Much the same case can be made even with respect to the autocratic tsar. The relation between a parliamentary leader like Castlereagh and the public opinion of his domestic constituency in a state-nation provides elements out of which the relation of a state-nation's leader to other peer leaders is created, and ultimately the relation of that state to other states. That relation too is compounded of prestige, reputation, and the stature that is conferred by being at one with public opinion, and therefore domestic and international public opinion are linked. The tsar wished to gain the respect of the European public in order to play a decisive role in the directorate, a body made up of leaders who themselves, in their domestic constituencies, had to be attentive to public opinion. The Vienna system could only successfully function if it were made sensitive to public opinion: the congresses and the directorate ensured this.

THE NEED FOR NEW PRINCIPLES
 

The most significant challenge facing the peacemakers, however, was neither instrumental nor political. This was the challenge posed by the loss of customary legitimacy by the ancien régime. In a previous work
21
Calabresi and I have suggested that one way to look at the different cultural institutions that societies use to address social issues is in terms of four paradigmatic allocation methods: economic, political, customary, and blind. These four methods function in part to resolve and in part to hide the conflicts in values that arise from contested allocations of resources and from the difficult choices among values that are thus forced on societies. Lottery (or “blind”) systems share with customary systems the virtue of avoiding any overt consideration of the competing merits of different choices.
22
Dynastic legitimacy united these two paradigmatic methods, custom and chance, so that, unless the dynastic succession were unclear, societies did not have to expose the values they would have had to compromise in an open competition of preferences to choose a ruler. The civil wars that so often accompanied succession struggles are a testament to the divisions that are exposed when such a clash of values is brought into the open. Talley rand believed that “the usual and almost inevitable consequence of an uncertain right of succession is to cause domestic or foreign wars and often both simultaneously.”

## Objective
In the passage on the Vienna system above, condense the paragraph beginning "Much the same case can be made" into a short list that keeps its main facts.

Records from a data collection

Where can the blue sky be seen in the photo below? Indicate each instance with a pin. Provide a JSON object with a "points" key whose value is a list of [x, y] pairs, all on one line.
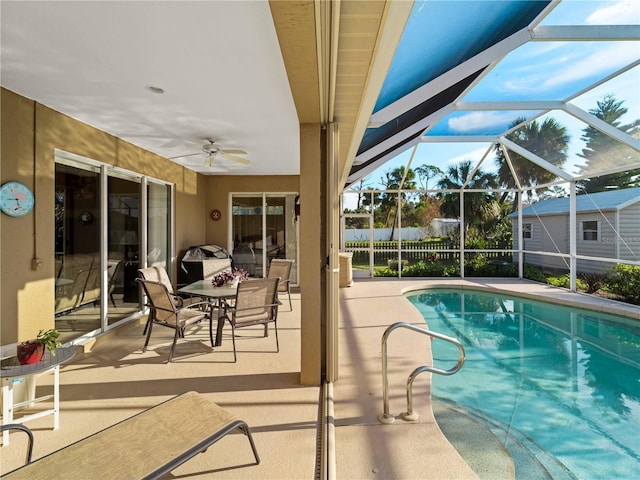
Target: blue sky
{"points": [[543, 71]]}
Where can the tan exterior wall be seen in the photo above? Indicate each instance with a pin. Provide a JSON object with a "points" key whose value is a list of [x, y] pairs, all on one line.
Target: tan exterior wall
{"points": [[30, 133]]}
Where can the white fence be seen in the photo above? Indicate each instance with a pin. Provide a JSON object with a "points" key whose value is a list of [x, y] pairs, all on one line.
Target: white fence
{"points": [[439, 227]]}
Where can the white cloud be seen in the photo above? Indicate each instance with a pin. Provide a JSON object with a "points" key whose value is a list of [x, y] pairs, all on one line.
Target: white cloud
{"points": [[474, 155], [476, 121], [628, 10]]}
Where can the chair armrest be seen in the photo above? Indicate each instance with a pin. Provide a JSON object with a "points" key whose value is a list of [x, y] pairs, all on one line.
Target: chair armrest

## Output below
- The same case applies even to the autocratic tsar.
- A parliamentary leader like Castlereagh's relation to domestic public opinion in a state-nation shapes that leader's relation to peer leaders and, ultimately, the state's relation to other states.
- That relation also rests on prestige, reputation, and the stature of being at one with public opinion, so domestic and international public opinion are linked.
- The tsar sought the respect of the European public in order to play a decisive role in the directorate, whose members had to heed public opinion at home.
- The Vienna system could work only if it was made sensitive to public opinion, and the congresses and the directorate ensured this.